-- ENTRIES SHOWN start --
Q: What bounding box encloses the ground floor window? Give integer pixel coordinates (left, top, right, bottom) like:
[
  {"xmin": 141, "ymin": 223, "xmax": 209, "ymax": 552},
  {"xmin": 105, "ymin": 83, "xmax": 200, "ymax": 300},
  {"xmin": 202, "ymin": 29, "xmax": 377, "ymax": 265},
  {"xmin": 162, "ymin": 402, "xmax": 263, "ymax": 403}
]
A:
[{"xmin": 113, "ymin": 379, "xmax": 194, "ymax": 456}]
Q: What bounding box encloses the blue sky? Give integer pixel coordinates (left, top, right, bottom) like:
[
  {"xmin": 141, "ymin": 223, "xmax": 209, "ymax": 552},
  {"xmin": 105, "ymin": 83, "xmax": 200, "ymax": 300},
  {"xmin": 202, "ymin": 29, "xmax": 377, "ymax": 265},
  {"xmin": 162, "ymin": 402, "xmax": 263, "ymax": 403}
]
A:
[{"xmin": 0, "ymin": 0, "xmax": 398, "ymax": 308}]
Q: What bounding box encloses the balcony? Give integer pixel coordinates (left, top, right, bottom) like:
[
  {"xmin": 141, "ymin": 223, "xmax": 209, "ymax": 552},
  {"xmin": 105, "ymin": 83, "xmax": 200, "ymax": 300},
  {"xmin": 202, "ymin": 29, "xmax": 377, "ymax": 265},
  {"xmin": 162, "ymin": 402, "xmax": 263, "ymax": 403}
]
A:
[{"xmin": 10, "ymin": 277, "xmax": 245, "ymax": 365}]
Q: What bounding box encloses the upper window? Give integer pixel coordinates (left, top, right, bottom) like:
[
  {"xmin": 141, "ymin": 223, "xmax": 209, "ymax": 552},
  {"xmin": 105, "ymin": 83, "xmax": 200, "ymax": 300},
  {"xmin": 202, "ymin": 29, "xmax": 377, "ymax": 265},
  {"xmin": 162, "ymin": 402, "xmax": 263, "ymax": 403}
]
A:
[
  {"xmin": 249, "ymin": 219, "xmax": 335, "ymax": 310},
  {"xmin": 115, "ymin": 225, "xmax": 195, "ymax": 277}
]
-- ENTRIES SHOWN end --
Which lines of the entries above contain the word "window"? Show each of those lines in full.

■ THE OUTPUT ■
Q: What bounding box encloses the ground floor window? Give integer pixel coordinates (left, top, right, bottom) like:
Q: What bounding box encloses the upper window? Give integer pixel coordinates (left, top, right, bottom) like:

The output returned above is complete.